• **What is required**:
Copy the data below line for line, changing nothing.

• **Supplied data**:

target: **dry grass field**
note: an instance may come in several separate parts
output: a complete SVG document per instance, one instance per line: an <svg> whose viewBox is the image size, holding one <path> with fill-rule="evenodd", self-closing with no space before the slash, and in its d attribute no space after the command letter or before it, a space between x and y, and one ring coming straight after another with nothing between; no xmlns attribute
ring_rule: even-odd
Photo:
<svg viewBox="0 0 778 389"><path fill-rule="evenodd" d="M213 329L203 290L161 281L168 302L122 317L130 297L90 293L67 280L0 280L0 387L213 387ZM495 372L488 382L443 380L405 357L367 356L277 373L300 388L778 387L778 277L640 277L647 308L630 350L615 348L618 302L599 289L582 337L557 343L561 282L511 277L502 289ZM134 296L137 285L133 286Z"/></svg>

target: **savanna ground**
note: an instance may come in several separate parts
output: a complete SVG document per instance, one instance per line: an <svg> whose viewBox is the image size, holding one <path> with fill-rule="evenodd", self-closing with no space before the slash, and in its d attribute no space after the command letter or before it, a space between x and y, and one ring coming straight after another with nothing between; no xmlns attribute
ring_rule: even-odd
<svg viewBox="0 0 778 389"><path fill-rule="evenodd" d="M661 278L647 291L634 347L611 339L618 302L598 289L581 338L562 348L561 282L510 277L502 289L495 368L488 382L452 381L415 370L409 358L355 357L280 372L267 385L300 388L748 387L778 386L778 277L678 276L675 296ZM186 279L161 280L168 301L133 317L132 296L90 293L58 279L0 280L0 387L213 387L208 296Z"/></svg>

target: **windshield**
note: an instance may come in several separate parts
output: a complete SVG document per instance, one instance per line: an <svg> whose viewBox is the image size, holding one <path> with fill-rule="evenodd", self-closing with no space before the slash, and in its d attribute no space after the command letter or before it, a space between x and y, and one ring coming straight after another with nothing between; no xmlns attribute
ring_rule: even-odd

• **Response to this exercise**:
target: **dry grass field**
note: an instance may come in several separate parts
output: a complete SVG document per instance, one instance per line: an <svg> whose viewBox is the image size, holding one <path> with fill-rule="evenodd", self-closing with no space before the slash, and in its d attribute no space after the command letter or before it, a space between x and y, and one ring coming straight after another with nothing between; no xmlns attribute
ring_rule: even-odd
Photo:
<svg viewBox="0 0 778 389"><path fill-rule="evenodd" d="M213 329L203 290L161 281L168 302L122 317L130 297L90 293L67 280L0 280L0 387L213 387ZM495 372L488 382L443 380L405 357L367 356L277 373L300 388L778 387L778 277L640 277L647 308L630 350L615 348L618 302L599 289L582 337L557 343L561 282L511 277L502 289ZM134 296L137 285L133 286Z"/></svg>

target: **savanna ground**
note: an instance may come in several separate parts
output: a complete SVG document per instance, one instance per line: an <svg> whose viewBox is the image size, holding one <path> with fill-rule="evenodd", self-closing with no space before the slash, and in its d attribute no space after the command letter or before it, a space between x and y, and one ring coming straight after another with nothing between; no xmlns attribute
ring_rule: even-odd
<svg viewBox="0 0 778 389"><path fill-rule="evenodd" d="M661 278L647 291L634 347L611 339L618 302L598 289L581 338L562 348L561 282L510 277L502 289L495 368L488 382L452 381L415 370L409 358L355 357L280 372L267 385L300 388L748 387L778 386L778 277L678 276L675 296ZM186 279L161 280L168 301L133 317L132 296L90 293L58 279L0 280L0 387L213 387L208 296Z"/></svg>

target: **windshield**
note: an instance may come in several separate parts
output: a complete SVG document per instance, one instance per line: an <svg> whose viewBox is the image size, holding one <path> with fill-rule="evenodd", self-closing with no space before the slash, and in its d attribute no space after the command letter or before it, a space between x and y, and one ring coming straight after another with nothing between; no xmlns attribute
ring_rule: even-odd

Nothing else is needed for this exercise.